» **What needs to be done**:
Check each line of the data, and copy those where "below" appears.
*** Materials provided Section Begins ***
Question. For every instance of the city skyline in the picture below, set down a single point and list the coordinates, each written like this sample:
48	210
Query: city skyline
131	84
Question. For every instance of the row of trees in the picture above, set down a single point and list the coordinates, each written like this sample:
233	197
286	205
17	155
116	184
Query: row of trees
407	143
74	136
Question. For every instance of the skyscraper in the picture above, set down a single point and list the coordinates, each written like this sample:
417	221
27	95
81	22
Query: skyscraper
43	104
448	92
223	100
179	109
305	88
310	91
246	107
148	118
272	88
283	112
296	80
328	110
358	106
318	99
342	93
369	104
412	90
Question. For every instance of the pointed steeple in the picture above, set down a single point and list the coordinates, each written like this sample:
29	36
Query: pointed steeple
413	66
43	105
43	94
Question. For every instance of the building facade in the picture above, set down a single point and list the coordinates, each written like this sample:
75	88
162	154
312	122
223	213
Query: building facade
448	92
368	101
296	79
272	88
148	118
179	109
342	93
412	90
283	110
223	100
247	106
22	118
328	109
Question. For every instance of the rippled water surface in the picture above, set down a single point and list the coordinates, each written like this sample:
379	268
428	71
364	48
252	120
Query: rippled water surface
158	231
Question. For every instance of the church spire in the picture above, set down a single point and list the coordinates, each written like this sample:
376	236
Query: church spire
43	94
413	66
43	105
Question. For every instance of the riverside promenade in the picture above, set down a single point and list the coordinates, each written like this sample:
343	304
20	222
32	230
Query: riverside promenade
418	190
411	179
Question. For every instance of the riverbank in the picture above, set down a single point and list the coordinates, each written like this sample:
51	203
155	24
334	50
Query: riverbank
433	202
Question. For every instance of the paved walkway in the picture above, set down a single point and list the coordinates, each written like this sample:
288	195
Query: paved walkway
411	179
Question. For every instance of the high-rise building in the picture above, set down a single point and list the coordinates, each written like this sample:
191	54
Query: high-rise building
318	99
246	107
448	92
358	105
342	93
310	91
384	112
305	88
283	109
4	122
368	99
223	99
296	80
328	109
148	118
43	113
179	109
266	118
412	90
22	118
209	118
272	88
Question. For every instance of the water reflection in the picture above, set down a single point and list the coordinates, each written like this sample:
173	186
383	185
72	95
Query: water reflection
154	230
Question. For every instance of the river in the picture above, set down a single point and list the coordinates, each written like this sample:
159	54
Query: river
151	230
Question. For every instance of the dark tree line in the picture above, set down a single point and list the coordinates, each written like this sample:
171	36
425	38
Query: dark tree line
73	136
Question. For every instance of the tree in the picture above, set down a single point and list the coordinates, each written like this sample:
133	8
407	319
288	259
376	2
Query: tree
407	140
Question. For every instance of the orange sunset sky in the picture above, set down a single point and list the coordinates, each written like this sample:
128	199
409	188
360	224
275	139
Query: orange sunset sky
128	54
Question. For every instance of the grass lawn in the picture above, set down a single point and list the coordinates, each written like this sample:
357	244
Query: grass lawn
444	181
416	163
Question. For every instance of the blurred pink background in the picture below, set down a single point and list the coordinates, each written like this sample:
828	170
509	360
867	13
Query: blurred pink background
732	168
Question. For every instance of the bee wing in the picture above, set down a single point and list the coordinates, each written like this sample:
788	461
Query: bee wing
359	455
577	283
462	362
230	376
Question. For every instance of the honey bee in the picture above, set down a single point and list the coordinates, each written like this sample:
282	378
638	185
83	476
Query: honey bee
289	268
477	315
*** Materials provided Section Ends ***
» **Response to the task**:
Question. For every instance of the city skyline in the picture below, set down a single point and list the coordinates, each written like this sample:
Question. For every instance of the blurred pink background in the picture below, set down a single point and list the coordinates, each written like this sample:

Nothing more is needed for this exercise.